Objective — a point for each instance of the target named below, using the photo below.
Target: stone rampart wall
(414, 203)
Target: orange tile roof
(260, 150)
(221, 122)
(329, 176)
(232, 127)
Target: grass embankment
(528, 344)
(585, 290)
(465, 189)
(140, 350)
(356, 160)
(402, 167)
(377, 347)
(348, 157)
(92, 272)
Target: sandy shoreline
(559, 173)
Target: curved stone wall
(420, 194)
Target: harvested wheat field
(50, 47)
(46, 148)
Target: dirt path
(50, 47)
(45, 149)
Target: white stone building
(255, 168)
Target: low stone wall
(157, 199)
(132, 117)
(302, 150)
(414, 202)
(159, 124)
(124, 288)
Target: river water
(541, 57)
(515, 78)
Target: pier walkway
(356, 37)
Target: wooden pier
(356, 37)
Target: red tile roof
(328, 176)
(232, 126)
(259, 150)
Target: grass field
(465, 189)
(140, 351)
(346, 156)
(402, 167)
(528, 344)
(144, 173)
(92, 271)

---

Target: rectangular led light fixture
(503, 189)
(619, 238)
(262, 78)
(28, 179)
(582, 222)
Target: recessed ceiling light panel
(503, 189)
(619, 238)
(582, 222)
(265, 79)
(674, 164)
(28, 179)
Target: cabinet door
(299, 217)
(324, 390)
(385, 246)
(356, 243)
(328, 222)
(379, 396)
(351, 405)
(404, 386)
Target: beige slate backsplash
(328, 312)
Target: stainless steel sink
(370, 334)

* * *

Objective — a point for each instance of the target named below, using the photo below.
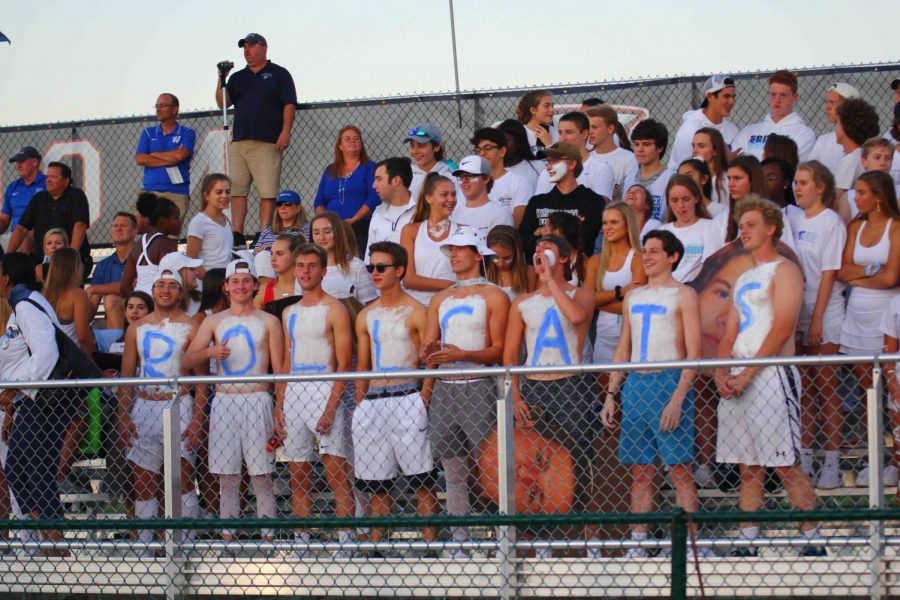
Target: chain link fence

Task description:
Tally the lines in the three blocks of items above that contain the string "field", and reply with only that number.

Reply:
2